Content starts

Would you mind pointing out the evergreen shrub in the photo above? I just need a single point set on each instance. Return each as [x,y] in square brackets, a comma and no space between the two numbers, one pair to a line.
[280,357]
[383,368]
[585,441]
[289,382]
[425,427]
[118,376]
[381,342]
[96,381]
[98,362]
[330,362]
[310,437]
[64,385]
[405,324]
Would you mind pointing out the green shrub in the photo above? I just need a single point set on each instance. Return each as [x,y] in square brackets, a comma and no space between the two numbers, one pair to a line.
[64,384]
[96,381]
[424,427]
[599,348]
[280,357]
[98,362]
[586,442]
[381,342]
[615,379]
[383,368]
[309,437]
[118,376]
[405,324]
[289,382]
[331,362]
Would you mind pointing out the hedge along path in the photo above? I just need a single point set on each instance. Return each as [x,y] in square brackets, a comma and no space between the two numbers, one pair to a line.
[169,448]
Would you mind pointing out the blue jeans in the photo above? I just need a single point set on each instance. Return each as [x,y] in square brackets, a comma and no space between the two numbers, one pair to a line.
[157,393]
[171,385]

Content ends

* **WHAT TO WORK ON**: Using the data above, restate every record word for word.

* **TASK ANSWER**:
Would you mind pointing out the evergreen shrub in the photo above? I just need a single point set on each instance. Return each as [x,y] in square brackets, a comma and no space between the two numbers, one pair to a line.
[280,357]
[383,368]
[585,441]
[289,382]
[425,427]
[118,376]
[381,342]
[96,381]
[98,362]
[330,362]
[310,437]
[64,385]
[405,324]
Would you mind pointing out the green shrub in the photo above? I just need a single point set on each instance. Return each as [x,y] in square brackets, a comma and no space between the two numbers, one pair to a line.
[64,384]
[96,381]
[424,427]
[599,348]
[280,357]
[98,362]
[586,442]
[381,342]
[615,379]
[383,368]
[309,437]
[118,376]
[405,324]
[289,382]
[331,362]
Would you mind pointing out the hedge along path in the photo above? I just need a single point set on each instance. Return each as [x,y] in square brackets, a comma and no space between the two numbers, one pair to a line.
[169,448]
Would you mind pointing out the blue jeans in the photo above? I just need a single point set on each instance. Return each as [x,y] in square brackets, a comma and no space between the two numbers, one pair to a line.
[157,393]
[171,385]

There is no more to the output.